**SELECTION:**
-=-=-=-=-

Commandos in the 14th Army in Burma

Commandos in the 14th Army. Yup. Commandos in Burma. What is that about? Some infantry units of the 14th army had commando platoons and/or companies. These are not the British Commandos formed to fight in occupied Europe. They were something else. The question is, what where they? Who were they? What were they for?


I first bumped into the concept of commando platoons in Jemina Fawr’s excellent series of blog posts on the 14th Army in Burma (Jemina Fawr, 2020):

Some uniquely Burma oddities were ‘Commando Platoons’ and ‘Assault Platoons’. Details are scant, but these seem to have often been re-purposed Carrier or Assault Pioneer Platoons, plus Sniper Section and these terms could either mean a long-range patrol unit or a unit equipped for assaulting bunkers and other fortifications.

After reading this I assumed the commando platoons were repurposed carrier platoons. Bevis (1999) states that Gurkha battalions did not have carrier platoons, so it is possible they didn’t have them because they had commando units instead. Now I don’t think this was the case.

I’m going to collect what information I can about the commandos in the 14th Army on this post. I don’t have much to go on at the moment, but hopefully it will grow over time.

Burma The Turning Point

Ian Lyall Grant’s book, Burma The Turning Point: The seven battles on the Tiddim Road which turned the tide of the Burma war, mentions commando platoons and companies a couple of times.

Light Infantry Division

Grant’s focus is 17th Indian Division so it is possible commandos were unique to this unit. I can’t help wondering if this is related to the divisions reorganisation as a Light Infantry Division.

-=-=-=-=-

**PROBLEM TO SOLVE:** Continue the post on commando units in the 14th Army in Burma, starting after its last sentence.

**MATERIAL SUPPLIED:**
-=-=-=-=-

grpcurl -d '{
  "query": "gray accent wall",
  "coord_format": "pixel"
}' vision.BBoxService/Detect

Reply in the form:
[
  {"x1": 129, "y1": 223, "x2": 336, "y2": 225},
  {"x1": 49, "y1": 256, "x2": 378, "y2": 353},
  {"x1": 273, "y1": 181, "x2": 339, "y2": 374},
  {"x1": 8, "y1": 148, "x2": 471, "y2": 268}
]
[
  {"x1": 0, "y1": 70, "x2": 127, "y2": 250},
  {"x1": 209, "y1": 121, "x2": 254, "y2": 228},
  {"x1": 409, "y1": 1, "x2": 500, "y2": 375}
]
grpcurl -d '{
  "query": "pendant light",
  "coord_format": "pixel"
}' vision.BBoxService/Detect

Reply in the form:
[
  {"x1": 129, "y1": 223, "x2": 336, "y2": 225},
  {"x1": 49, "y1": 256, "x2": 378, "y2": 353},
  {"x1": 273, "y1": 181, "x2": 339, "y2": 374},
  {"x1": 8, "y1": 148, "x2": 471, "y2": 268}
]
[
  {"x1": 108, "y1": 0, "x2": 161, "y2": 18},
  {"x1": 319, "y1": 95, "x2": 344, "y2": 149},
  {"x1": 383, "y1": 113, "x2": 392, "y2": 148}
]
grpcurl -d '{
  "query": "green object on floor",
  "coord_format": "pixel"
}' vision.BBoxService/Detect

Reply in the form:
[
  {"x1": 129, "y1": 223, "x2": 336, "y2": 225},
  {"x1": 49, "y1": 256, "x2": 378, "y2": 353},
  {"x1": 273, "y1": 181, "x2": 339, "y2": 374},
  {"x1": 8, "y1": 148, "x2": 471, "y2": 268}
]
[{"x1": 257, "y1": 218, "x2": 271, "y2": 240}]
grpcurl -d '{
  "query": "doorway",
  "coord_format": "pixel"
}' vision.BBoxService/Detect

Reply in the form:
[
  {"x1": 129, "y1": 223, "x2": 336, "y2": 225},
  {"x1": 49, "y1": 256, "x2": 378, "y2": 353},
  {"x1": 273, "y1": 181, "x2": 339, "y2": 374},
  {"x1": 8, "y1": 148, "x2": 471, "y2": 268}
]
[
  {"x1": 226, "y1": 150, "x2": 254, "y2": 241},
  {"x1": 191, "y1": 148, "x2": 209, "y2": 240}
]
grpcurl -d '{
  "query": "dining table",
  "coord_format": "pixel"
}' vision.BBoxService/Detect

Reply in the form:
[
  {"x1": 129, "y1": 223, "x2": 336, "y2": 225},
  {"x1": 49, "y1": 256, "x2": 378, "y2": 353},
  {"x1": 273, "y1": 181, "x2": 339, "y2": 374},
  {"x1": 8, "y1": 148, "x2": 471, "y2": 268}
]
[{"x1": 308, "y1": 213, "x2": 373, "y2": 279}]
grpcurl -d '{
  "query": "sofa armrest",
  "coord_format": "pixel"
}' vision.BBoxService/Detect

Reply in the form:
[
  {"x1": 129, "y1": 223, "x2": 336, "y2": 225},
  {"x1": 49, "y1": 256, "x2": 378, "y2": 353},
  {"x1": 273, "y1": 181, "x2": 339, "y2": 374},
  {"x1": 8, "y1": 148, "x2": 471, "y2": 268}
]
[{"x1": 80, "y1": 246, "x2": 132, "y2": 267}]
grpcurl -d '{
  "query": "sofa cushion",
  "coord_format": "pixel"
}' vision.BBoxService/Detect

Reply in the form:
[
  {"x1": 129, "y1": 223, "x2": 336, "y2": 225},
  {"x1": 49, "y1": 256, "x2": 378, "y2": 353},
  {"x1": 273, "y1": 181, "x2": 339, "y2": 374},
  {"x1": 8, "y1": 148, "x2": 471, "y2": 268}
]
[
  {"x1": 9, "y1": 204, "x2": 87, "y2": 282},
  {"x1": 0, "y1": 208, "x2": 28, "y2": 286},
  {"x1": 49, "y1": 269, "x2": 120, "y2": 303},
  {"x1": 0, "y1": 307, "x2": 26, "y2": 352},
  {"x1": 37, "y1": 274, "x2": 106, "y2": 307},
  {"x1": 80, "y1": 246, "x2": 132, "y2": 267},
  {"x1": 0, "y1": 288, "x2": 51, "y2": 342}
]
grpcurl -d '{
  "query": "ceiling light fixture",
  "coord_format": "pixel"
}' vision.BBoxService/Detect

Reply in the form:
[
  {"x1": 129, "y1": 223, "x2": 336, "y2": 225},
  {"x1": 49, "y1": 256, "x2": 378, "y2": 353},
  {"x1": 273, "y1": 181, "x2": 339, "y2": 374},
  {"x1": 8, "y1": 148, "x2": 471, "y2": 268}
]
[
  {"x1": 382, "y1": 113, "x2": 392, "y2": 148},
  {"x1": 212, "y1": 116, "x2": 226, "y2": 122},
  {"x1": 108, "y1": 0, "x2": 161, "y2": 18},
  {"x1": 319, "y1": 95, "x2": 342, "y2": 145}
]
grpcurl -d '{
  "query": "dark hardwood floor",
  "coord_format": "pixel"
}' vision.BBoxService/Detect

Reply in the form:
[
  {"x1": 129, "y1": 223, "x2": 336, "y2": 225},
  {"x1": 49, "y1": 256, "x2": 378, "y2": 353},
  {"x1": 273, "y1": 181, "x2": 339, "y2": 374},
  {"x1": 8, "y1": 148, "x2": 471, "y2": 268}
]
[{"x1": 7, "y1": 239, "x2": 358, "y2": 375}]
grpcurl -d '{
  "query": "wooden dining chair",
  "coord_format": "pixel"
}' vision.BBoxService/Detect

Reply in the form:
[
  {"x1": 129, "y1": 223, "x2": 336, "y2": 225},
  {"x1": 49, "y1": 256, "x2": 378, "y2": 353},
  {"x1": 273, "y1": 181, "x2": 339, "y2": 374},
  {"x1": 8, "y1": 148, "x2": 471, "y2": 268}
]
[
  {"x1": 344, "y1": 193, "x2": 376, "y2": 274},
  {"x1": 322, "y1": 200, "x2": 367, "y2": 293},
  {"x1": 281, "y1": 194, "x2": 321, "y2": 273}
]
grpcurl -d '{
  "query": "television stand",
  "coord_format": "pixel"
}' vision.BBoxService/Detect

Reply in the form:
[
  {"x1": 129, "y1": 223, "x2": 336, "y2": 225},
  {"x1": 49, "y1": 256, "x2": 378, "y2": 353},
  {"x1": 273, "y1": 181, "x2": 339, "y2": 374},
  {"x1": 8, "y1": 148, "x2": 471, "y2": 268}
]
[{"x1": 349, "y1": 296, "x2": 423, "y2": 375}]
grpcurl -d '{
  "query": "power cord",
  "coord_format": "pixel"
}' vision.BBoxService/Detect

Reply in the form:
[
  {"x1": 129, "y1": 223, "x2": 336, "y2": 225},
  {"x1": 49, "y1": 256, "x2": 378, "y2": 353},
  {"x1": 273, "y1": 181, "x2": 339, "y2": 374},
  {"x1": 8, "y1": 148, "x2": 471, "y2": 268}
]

-=-=-=-=-

**RESPONSE TO THIS TASK:**
As a result of these experiences, and of the Cameron report, an important change was authorised in September to the organisation of the Infantry Battalions in 17 Light Division. Sections were reduced in size, each section having one bren gun, two tommy guns and six rifles. This reduction enabled a fourth platoon to be added to each company and increased the automatic weapon strength significantly. (Grant, 1993, 42-43)

Commandos are not mentioned here, but who knows what other changes were made at the same time as the reduction in squad sizes and the addition of the fourth platoon to each company.

Commando group

The first reference to commandos is to a “command group” of four platoons from 17th Indian Division conducting a raid. “Group” is a bit ambiguous and this could just be a ad hoc group of platoons which may or may have been commando platoons. On the other hand, “group” might be a red herring and this might actually be a normal, for 17th Indian Division, company formation of four platoons.

The purpose was clear, to raid the enemy positions and cause disruption and casualties. A commando raid.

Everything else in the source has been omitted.